** BEGIN Given text **

So maybe, there is a bug somewhere else. I thought the discovery manager wasn't sending good updates, but prometheus_sd_discovered_targets being updated intrigues me.

Do you trigger any config reloads? Could you share your alertmanager_config and see if you can simulate the issue using file_sd_config instead of dns_sd_config?

Spaceman1701 · 2024-03-01T17:21:35Z

Good find! I see you're referring to discovery/manager.go. I assume you're running Prometheus with --enable-feature=new-service-discovery-manager.

Ah, we do not use --enable-feature=new-service-discovery-manager and I didn't realize discovery/manager.go was gated behind it. Thanks for pointing that out! It looks like the legacymanager.Manager has the same behavior: https://github.com/prometheus/prometheus/blob/main/discovery/legacymanager/manager.go#L214-L225

Do you have the same issue on the latest Prometheus version?

We haven't tested with a newer version of Promethues, but the code for propagating discovery to Alertmanager hasn't changed.

I don't think that a buffered channel to avoid losing an update is the best way to go. Others may argue that the buffer size should be more than 1 because they have more Alertmanager clusters...

That's a good point, I didn't think of that. Luckily, it seems like the discovery manager combings all the underlying providers (which I think are created from the sd_configs) into one target set which is shared over the syncCh (at least, if I'm reading the code correctly).
See https://github.com/prometheus/prometheus/blob/main/discovery/legacymanager/manager.go#L169, https://github.com/prometheus/prometheus/blob/main/discovery/legacymanager/manager.go#L193, https://github.com/prometheus/prometheus/blob/main/discovery/legacymanager/manager.go#L238, and https://github.com/prometheus/prometheus/blob/main/discovery/legacymanager/manager.go#L217.

There's also only one notifier as far as I can tell: https://github.com/prometheus/prometheus/blob/main/cmd/prometheus/main.go#L1259

The discovery manager sends updates regularly. The notifier should end up getting them, even if one channel is too busy. select should ensure fairness.
So maybe, there is a bug somewhere else. I thought the discovery manager wasn't sending good updates, but prometheus_sd_discovered_targets being updated intrigues me.

I'm pretty sure what I identified above is the underlying bug. The select should ensure fairness if the channel was buffered, but the current implementation drops messages if the manager sends a target group to the notifier while the notifier is doing different work.

For reference and to make sure my argument is very clear: here's the relevant snippet from legacymanager/manager.go:

// https://github.com/prometheus/prometheus/blob/main/discovery/legacymanager/manager.go#L204
func (m *Manager) sender() {
	ticker := time.NewTicker(m.updatert)
	defer ticker.Stop()

** END Given text **

__Exercises__.
• 1. Edit the discussion from "We haven't tested" up to and including "more Alertmanager clusters...", replacing "buffered channel" with "queue".
• 2. List every line number or line range in legacymanager/manager.go that the discussion links to.

** BEGIN Material provided **

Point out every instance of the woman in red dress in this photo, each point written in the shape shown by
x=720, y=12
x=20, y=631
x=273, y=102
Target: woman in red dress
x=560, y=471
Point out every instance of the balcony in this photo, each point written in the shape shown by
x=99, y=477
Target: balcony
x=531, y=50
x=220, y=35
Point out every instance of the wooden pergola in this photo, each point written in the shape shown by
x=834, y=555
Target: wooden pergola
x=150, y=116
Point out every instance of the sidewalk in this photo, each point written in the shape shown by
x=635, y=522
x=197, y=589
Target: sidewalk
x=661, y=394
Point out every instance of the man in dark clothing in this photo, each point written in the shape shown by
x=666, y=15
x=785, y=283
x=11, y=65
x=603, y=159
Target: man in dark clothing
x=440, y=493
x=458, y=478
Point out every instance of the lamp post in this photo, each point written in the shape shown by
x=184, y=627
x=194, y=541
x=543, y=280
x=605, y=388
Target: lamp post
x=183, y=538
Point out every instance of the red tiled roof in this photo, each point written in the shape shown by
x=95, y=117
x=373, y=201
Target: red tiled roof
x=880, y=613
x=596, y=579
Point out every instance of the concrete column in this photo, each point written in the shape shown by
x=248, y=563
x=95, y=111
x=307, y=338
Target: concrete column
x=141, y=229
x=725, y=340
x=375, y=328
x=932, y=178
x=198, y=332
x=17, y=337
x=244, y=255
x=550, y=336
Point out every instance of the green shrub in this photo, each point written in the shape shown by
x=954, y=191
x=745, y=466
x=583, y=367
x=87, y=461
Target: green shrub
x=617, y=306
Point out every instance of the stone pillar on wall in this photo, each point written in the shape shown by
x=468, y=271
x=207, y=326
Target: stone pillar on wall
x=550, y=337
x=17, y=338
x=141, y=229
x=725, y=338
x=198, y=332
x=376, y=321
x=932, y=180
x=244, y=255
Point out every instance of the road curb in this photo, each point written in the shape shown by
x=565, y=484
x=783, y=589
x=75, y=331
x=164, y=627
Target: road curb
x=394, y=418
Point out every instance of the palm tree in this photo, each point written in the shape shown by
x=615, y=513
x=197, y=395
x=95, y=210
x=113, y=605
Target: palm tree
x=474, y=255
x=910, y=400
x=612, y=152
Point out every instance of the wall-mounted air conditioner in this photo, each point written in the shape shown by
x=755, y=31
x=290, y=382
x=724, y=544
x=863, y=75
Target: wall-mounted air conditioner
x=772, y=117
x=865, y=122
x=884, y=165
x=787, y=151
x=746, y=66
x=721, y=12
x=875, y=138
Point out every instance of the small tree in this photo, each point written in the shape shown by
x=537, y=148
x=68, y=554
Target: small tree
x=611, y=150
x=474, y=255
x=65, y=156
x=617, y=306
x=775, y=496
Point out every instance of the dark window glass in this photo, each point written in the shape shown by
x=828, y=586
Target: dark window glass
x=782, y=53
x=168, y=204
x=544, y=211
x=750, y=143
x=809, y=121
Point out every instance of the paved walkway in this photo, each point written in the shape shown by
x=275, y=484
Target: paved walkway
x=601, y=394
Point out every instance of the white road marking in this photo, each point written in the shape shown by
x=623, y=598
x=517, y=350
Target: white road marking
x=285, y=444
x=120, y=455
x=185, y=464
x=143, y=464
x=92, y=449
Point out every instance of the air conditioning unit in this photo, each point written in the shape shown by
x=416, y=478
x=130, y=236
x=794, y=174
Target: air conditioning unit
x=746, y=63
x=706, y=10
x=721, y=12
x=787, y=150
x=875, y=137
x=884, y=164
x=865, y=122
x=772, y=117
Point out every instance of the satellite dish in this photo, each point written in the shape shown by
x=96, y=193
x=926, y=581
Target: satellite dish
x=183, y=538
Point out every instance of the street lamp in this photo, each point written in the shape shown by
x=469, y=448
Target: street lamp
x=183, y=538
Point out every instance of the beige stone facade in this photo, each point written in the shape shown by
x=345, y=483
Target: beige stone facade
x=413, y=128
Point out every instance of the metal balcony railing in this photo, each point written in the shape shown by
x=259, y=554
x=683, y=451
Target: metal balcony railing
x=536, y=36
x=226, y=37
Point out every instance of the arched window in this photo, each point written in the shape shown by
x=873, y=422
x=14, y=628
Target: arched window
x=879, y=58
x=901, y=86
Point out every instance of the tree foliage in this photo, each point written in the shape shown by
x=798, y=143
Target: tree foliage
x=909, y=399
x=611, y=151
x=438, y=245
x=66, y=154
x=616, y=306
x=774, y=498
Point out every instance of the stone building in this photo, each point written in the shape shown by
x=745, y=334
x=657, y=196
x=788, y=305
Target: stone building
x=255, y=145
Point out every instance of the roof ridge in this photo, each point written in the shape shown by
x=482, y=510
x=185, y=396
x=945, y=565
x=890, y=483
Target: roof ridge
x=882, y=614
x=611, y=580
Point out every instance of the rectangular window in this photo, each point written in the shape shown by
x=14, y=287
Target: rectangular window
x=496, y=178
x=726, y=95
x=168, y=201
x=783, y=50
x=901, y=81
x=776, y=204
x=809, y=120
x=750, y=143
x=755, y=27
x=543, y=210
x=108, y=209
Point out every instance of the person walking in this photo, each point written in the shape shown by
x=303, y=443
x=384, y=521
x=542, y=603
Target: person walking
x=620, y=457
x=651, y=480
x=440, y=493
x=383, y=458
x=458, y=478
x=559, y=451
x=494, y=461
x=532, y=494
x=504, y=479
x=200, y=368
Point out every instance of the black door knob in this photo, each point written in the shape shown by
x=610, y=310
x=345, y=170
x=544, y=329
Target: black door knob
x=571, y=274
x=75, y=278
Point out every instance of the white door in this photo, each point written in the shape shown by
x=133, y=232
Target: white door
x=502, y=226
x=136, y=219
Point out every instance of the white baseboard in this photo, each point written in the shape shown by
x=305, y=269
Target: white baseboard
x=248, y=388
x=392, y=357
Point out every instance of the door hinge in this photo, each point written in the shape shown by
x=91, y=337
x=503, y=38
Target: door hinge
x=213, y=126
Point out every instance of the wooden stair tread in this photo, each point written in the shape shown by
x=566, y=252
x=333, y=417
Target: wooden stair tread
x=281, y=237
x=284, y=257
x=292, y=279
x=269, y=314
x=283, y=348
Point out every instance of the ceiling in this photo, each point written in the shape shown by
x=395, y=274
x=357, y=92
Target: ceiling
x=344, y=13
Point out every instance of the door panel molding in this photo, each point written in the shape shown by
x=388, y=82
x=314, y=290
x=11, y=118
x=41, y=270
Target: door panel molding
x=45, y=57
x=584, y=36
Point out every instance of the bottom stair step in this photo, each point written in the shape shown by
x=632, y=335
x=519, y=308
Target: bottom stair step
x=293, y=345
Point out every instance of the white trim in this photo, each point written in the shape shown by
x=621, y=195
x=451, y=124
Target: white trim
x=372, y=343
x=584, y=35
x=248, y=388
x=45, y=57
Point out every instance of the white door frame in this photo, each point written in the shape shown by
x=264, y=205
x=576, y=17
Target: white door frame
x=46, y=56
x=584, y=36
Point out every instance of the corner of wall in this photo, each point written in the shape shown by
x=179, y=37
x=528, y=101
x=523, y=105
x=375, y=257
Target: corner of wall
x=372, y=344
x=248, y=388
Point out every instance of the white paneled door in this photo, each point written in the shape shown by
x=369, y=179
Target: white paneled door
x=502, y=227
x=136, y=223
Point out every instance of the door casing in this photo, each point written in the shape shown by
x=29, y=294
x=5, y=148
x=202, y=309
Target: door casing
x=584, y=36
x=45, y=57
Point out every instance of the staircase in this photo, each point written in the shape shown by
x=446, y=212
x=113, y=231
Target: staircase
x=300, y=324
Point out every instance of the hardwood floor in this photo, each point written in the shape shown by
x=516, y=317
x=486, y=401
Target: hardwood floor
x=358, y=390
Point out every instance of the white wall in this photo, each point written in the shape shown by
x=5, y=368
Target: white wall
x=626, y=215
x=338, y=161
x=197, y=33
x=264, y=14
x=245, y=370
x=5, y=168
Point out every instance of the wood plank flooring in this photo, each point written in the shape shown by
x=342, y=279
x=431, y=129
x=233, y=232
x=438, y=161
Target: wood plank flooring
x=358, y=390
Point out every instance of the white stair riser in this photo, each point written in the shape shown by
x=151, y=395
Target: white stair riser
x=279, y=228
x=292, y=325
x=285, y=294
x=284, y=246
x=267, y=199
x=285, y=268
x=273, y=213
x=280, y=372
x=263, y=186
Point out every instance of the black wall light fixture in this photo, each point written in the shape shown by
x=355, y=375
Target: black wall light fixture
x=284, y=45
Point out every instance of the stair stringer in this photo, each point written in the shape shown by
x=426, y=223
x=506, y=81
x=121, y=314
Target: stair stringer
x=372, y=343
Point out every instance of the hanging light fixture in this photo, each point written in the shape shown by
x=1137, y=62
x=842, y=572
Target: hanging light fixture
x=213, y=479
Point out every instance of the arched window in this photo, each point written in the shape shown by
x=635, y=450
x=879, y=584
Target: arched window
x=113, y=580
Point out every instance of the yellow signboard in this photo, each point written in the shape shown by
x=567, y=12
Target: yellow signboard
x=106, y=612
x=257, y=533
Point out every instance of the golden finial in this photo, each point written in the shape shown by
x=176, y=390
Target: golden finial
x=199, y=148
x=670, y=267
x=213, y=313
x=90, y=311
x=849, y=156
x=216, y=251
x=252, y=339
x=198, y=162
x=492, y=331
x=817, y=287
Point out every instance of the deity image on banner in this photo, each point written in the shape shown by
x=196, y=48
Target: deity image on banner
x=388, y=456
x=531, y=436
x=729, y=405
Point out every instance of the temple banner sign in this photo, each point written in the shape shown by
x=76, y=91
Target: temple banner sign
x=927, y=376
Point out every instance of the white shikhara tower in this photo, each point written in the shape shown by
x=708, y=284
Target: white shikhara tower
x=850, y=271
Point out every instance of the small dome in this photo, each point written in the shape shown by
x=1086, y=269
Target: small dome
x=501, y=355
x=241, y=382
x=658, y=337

** END Material provided **

__Solutions in order__.
• 1.
We haven't tested with a newer version of Promethues, but the code for propagating discovery to Alertmanager hasn't changed.

I don't think that a queue to avoid losing an update is the best way to go. Others may argue that the buffer size should be more than 1 because they have more Alertmanager clusters...

• 2. L214-L225, L169, L193, L238, L217, L204